(Records in a dataset)
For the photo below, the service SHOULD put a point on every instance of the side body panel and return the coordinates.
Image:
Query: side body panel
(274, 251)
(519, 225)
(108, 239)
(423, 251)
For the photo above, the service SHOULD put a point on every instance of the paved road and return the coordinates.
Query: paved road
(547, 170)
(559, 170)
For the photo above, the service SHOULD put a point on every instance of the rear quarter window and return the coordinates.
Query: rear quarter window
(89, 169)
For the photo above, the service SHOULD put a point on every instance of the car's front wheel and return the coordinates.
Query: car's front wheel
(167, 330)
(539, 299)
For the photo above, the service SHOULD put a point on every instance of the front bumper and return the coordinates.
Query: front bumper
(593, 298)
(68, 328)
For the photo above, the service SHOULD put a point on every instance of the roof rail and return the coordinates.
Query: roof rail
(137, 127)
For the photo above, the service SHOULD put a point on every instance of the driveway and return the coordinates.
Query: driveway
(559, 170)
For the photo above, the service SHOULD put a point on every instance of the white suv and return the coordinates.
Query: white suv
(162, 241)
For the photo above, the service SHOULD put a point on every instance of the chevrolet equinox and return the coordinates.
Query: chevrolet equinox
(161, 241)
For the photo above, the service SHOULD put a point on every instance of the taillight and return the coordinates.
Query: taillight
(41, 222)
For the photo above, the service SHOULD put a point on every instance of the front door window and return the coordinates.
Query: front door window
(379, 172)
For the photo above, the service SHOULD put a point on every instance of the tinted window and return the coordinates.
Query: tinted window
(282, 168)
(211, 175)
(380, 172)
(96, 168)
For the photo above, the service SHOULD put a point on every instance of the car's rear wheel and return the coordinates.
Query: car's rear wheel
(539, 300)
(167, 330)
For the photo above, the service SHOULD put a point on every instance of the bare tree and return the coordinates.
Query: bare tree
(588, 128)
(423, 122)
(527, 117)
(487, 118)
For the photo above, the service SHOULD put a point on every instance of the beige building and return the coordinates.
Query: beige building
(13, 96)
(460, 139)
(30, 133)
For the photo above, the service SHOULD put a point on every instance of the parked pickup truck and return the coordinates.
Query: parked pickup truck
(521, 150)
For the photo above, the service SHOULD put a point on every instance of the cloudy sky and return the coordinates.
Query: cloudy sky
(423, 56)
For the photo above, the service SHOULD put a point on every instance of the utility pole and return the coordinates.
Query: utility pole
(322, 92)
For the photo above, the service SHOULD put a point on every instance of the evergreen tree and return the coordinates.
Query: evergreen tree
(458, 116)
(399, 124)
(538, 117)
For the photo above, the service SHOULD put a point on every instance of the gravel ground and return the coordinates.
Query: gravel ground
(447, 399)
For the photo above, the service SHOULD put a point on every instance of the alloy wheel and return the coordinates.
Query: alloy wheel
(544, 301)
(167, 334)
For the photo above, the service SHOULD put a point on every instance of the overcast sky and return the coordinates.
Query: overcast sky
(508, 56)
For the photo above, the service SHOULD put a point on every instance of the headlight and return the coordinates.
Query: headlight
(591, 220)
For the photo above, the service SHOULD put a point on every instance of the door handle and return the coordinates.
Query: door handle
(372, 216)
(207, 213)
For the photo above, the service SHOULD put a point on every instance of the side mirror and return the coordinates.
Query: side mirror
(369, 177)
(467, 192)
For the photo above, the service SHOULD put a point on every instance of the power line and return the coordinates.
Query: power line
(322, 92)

...

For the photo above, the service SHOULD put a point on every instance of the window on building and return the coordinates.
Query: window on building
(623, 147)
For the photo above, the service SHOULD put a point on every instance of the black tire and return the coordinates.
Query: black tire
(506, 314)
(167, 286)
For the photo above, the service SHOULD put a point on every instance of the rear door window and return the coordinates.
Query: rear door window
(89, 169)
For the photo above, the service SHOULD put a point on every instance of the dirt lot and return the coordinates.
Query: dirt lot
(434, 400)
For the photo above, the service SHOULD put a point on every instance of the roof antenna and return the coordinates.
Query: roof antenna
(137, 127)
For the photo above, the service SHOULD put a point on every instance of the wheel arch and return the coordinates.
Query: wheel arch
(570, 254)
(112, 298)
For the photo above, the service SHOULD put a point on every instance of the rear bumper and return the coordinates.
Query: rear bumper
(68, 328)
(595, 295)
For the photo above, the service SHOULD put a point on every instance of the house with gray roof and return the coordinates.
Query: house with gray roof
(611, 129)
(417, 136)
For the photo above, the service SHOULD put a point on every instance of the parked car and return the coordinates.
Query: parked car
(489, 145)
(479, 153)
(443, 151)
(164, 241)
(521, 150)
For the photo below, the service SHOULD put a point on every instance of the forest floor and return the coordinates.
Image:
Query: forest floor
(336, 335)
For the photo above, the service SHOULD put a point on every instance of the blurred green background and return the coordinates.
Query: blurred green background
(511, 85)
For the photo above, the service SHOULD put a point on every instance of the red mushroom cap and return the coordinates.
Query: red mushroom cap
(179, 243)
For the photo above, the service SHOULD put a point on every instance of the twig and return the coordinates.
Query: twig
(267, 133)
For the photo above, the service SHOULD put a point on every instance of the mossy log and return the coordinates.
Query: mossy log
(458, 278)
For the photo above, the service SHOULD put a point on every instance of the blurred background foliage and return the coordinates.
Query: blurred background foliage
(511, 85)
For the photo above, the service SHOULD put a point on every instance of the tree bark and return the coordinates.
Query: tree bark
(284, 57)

--

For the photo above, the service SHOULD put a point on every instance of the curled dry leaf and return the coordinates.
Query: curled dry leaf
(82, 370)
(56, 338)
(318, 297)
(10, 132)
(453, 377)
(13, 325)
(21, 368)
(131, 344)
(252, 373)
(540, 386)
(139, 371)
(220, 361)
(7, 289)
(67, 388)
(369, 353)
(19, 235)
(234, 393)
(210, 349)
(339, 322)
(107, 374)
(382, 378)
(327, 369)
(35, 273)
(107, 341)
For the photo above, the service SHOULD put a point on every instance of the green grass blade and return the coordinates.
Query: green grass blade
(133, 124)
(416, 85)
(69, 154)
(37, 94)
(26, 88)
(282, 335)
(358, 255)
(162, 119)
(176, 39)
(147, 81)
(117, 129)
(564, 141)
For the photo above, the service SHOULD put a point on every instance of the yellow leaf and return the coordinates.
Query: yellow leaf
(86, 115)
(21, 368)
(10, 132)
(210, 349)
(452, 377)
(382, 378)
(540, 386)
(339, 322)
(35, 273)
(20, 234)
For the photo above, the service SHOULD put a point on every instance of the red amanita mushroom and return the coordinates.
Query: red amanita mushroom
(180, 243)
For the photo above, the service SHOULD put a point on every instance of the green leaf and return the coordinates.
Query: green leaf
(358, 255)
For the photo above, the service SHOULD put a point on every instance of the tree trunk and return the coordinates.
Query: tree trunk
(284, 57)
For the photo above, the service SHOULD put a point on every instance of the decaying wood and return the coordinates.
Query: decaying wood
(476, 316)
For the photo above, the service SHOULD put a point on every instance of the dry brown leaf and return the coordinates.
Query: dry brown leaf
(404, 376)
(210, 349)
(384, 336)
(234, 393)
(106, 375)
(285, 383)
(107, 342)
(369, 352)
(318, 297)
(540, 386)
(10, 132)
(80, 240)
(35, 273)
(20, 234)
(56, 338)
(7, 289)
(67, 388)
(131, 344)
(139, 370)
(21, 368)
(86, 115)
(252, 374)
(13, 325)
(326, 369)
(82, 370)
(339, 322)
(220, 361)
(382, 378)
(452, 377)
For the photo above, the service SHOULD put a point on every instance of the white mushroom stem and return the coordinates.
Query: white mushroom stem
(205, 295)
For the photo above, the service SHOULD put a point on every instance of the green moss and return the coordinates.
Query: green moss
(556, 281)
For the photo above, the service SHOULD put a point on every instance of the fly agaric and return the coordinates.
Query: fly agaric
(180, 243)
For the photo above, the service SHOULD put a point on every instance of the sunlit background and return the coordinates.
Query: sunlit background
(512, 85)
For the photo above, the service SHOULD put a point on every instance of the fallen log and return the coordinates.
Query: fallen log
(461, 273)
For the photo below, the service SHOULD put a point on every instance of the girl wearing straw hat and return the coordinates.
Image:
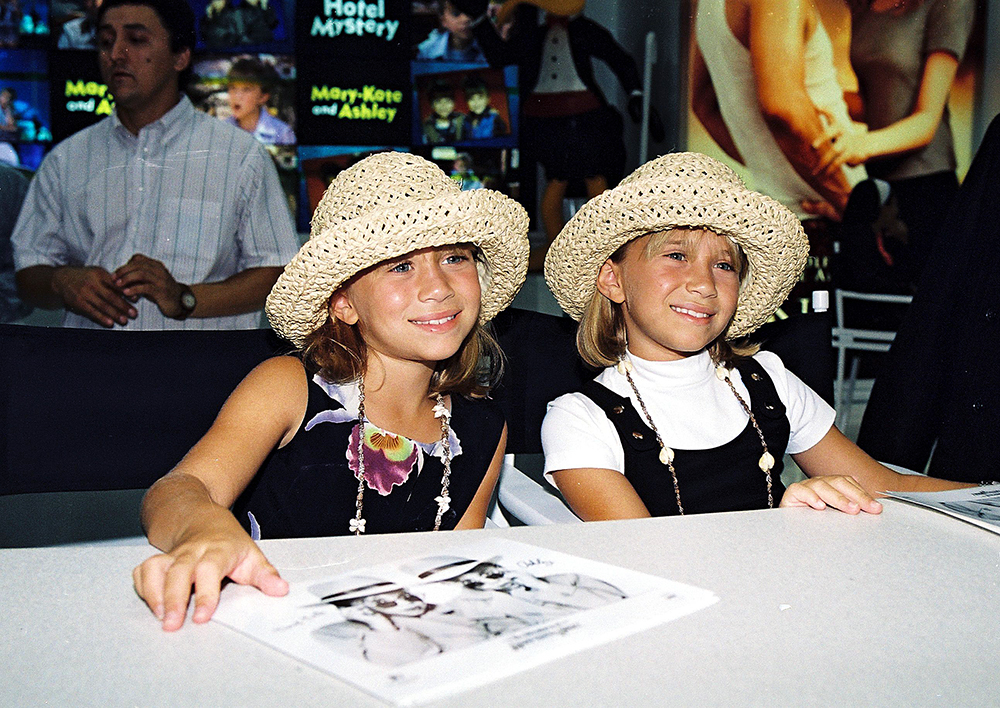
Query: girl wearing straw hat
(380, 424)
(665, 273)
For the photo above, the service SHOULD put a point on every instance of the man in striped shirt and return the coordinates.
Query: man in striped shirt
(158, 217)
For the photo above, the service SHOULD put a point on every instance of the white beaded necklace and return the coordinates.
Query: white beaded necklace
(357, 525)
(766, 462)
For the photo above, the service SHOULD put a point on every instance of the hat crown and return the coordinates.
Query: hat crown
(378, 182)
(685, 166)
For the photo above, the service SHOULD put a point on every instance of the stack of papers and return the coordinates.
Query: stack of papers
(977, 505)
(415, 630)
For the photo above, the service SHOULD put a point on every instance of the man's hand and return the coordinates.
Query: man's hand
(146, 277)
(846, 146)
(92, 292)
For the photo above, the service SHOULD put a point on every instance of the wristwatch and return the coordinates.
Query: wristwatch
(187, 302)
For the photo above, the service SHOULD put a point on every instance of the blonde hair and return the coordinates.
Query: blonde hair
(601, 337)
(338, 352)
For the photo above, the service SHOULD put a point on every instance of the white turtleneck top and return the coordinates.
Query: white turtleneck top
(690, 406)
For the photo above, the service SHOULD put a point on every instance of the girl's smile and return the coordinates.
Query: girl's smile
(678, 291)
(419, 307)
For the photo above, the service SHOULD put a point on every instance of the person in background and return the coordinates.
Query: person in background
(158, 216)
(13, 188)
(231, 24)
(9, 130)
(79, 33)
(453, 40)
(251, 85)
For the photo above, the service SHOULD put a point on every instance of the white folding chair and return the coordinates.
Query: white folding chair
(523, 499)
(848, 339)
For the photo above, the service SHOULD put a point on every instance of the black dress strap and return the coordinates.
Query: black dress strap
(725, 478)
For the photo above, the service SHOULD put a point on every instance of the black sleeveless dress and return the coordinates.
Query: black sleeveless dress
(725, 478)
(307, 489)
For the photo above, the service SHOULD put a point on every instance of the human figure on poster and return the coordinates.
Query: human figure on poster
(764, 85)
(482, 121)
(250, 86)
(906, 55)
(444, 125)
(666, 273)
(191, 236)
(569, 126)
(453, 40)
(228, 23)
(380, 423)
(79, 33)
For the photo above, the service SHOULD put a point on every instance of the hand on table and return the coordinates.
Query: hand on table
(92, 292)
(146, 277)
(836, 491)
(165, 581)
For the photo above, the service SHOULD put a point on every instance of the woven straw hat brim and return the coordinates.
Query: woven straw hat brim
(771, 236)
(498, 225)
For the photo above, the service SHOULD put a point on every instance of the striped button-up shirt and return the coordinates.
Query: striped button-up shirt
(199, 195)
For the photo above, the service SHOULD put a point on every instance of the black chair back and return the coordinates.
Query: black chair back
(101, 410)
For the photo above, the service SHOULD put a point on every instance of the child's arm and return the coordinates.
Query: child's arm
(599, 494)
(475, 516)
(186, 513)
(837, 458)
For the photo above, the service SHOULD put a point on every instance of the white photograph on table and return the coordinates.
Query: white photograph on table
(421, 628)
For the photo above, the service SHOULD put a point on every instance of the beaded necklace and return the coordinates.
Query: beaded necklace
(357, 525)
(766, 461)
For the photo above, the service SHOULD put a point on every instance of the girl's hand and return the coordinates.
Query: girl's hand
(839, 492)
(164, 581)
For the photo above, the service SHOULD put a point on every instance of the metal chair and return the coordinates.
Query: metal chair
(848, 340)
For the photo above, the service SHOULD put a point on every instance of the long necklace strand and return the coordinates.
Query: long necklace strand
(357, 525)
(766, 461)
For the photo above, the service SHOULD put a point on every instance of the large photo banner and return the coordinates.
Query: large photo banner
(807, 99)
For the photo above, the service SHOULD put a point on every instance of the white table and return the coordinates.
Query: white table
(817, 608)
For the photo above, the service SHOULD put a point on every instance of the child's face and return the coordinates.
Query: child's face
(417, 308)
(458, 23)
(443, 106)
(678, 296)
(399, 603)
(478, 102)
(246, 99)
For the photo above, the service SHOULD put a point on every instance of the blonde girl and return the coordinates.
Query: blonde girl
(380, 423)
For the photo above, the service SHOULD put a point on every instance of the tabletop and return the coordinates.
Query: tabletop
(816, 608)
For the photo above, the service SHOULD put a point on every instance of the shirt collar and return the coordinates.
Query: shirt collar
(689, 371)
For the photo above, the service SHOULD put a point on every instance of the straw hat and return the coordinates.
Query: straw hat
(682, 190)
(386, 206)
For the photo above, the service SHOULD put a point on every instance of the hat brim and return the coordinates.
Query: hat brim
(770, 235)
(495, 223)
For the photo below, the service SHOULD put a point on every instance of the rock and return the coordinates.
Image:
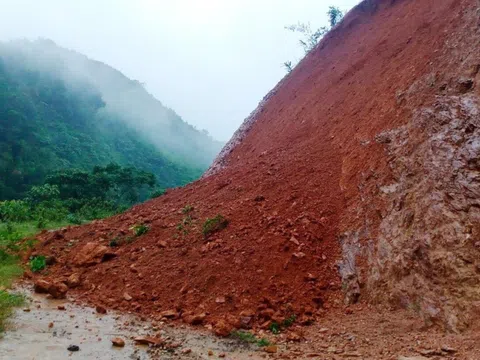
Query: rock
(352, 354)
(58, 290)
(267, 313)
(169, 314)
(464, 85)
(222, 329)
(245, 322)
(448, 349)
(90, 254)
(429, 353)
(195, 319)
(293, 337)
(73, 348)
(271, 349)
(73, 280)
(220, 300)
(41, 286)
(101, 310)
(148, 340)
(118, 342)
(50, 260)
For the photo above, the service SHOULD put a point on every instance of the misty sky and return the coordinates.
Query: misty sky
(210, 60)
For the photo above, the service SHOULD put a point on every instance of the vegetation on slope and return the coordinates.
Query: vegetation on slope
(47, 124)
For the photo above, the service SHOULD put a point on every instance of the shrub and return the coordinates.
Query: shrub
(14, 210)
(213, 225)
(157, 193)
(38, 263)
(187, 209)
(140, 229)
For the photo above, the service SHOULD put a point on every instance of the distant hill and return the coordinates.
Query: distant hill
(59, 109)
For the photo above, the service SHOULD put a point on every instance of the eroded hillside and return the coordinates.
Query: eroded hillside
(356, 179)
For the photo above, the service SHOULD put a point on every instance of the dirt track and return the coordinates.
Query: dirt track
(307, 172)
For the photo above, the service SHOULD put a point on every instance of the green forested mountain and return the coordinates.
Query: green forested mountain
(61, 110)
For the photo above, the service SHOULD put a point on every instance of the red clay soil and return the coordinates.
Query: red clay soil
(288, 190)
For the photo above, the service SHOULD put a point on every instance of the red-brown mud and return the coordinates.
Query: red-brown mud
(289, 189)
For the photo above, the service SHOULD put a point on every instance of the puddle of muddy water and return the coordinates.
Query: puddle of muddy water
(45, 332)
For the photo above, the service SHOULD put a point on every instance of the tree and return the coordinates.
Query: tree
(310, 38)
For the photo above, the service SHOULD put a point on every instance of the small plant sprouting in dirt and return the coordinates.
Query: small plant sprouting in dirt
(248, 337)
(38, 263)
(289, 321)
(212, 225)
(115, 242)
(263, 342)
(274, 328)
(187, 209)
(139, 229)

* [What the task asks]: Find every line in the data above that contains the word "slope", and copy each of those lines in full. Case counts.

* [Complete response]:
For the photo above, the service SHOULD put a point on every instance of the vegetation on slope and return the coordinates.
Query: vegetation on slope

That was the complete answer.